**Document extract**
I'm getting my feet wet in the infiniband lake and of course I run into
some problems.
It would seem I got the compilation part of sles11 kernel 2.6.27 +
Lustre 1.8.3 + ofed 1.4.2 right, because it allows me to see and use the
infiniband fabric, and because ko2iblnd loads without any complaints.
In /etc/modprobe.d/lustre (this is a Debian system, hence this subdir of
modprobe-configs), I have
> options ip2nets="o2ib0 192.168.0.[1-5]"
I load lnet and do 'lctl network up', but then 'lctl list_nids' will
invariably give me only
> 192.168.0.1@tcp
no matter how I twist the modprobe-config (ip2nets="o2ib",
network="o2ib", network="o2ib(ib0), etc.)
This is true as long as I have ib0 configured with the IP 192.168.0.1
Once I unconfigure it, I get, quite expectedly,
LNET configure error 100: Network is down
So I can either configure ipoib and bring up the network, but using tcp,
or I don't configure ib0 and then cannot start the network -? ;-{} I
think I'm rather missing something here.
Any clues?
Cheers,
Thomas
_______________________________________________
Lustre-discuss mailing list
Lustre-...@lists.lustre.org
http://lists.lustre.org/mailman/listinfo/lustre-discuss
Are you trying to connect to Lustre via IB and ethernet? If so your
modprobe config should look like this.
options lnet networks="o2ib0(ib0),tcp0(eth0)"
If you're IB only use.
options lnet networks="o2ib0(ib0)"
If your MDS and OSS servers are on a separate networks you'll need to
do something different.
Let's say the MDS and OSSs are on o2ib0/tcp0 and the clients are on
o2ib1/tcp1. You'll need a router server with separate addresses on
o2ib0 and o2ib1.
Also its important to note that o2ib0 and o2ib1 should be different IP
address spaces.
On the clients.
# I live on o2ib1
options lnet networks="o2ib1(ib0),tcp1(eth0)"
# To get to o2ib0 go through IP.ADD.OF.ROUTER@oi2ib1
options lnet routes="o2ib0 IP.ADD.OF.ROUTER@o2ib1"
On the servers
# I live on o2ib0
options lnet networks="o2ib0(ib0),tcp0(eth0)"
# To get to o2ib1 go through IP.ADD.OF.ROUTER@oi2ib0
options lnet routes="o2ib1 IP.ADD.OF.ROUTER@o2ib0"
IP.ADD.OF.ROUTER@oi2ib0 and IP.ADD.OF.ROUTER@oi2ib1 are different IPs
on distinct networks.
lctl list_nids will show you the lustre nids of the node you're logged
into only.
lctl route_list will show you the lustre routers and the networks that
they bridge.
I hope this was helpful.
Erik
thanks for your advice, esp. on routing - I'll study that carefully once
I get that far.
For now, I was just trying the minimal first steps to get lnet via IB:
- It's all happening on the MGS/MDS, but neither mgs nor mdt yet
mounted, just 'modprobe lnet; lctl network up; lctl list_nids'
- I tried to use IB exclusively.
- options lnet networks="o2ib0(ib0)" doesn't work either (nor
variations thereof)

(Excerpt from the dataset)
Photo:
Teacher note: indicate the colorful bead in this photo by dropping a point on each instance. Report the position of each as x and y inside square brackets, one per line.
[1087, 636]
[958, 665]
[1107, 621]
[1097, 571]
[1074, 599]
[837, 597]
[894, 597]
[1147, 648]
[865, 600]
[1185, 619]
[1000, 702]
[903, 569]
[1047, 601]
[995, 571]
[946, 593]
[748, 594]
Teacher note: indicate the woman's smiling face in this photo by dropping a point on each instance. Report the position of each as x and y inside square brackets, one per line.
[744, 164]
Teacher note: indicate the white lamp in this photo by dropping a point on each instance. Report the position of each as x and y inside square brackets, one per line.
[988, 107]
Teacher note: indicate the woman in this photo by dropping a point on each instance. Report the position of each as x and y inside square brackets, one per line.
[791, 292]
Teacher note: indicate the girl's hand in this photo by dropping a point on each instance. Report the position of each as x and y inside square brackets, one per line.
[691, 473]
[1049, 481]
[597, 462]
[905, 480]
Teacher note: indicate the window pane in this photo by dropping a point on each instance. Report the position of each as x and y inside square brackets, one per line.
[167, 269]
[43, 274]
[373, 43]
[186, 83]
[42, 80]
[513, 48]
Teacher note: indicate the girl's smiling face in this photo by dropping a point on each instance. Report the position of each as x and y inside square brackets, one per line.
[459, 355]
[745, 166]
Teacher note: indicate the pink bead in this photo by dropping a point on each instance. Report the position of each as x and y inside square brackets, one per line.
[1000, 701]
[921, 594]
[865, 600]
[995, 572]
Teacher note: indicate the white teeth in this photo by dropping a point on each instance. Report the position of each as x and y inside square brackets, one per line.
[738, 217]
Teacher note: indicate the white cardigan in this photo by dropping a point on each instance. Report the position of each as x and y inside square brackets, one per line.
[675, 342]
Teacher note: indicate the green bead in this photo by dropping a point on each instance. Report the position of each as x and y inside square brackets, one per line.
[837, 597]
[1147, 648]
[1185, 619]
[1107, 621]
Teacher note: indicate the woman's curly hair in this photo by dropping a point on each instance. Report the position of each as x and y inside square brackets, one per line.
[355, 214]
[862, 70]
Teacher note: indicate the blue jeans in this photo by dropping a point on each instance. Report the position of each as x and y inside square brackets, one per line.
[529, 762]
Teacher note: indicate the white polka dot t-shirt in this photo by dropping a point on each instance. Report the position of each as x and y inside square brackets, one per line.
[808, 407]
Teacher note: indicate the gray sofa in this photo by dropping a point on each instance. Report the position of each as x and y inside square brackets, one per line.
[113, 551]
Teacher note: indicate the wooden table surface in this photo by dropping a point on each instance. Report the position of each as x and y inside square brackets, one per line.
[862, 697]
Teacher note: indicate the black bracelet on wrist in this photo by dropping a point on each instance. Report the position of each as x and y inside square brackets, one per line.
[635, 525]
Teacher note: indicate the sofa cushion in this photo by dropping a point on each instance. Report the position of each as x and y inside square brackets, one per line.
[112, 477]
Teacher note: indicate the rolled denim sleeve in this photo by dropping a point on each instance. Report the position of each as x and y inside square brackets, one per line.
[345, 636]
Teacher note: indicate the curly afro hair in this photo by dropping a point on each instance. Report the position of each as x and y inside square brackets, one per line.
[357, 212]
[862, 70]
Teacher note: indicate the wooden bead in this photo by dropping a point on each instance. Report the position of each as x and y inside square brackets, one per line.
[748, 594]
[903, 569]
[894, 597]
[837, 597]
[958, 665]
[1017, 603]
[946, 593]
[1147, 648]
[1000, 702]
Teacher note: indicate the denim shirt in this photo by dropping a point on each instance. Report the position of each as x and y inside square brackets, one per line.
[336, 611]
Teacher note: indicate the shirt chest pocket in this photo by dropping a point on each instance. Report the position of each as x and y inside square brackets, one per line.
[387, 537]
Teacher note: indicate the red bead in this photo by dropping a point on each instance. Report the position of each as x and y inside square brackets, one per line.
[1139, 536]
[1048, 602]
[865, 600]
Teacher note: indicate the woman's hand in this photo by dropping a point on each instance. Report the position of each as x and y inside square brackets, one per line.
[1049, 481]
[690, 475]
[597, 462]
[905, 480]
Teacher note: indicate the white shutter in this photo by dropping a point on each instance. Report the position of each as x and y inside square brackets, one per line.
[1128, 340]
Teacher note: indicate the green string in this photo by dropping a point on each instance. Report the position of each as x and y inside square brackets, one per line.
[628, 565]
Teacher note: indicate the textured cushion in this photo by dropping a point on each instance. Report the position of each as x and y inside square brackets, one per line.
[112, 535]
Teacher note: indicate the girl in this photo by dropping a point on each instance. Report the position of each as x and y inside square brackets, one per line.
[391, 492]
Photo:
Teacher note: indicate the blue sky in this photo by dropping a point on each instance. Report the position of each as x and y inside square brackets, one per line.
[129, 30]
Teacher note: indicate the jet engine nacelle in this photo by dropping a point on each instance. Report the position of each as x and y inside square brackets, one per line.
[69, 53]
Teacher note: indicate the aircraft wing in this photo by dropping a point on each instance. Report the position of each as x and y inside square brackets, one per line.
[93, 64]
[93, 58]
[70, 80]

**Exercise instructions**
**a.** Retype a passage from the Lustre thread, beginning at the words "lctl list_nids will" and ending after the words "they bridge.".
**b.** Extract every line of the records that contains the string "bead". Matching is case-sensitive.

**The results**
**a.**
lctl list_nids will show you the lustre nids of the node you're logged
into only.
lctl route_list will show you the lustre routers and the networks that
they bridge.

**b.**
Teacher note: indicate the colorful bead in this photo by dropping a point on each instance. Report the position of each as x and y inside square brackets, one per line.
Teacher note: indicate the pink bead in this photo by dropping a point on each instance. Report the position of each as x and y inside square brackets, one per line.
Teacher note: indicate the green bead in this photo by dropping a point on each instance. Report the position of each as x and y inside square brackets, one per line.
Teacher note: indicate the wooden bead in this photo by dropping a point on each instance. Report the position of each as x and y inside square brackets, one per line.
Teacher note: indicate the red bead in this photo by dropping a point on each instance. Report the position of each as x and y inside square brackets, one per line.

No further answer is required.